(What needs to be done) Output the listing below in full, exactly as written.

(Material provided)
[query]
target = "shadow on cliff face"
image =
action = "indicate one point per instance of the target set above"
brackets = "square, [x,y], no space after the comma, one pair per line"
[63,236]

(Problem solution)
[query]
target = "shadow on cliff face"
image =
action = "indicate one point per instance of the target set above"
brackets = "square, [x,y], no space after the comma, one pair per line"
[63,236]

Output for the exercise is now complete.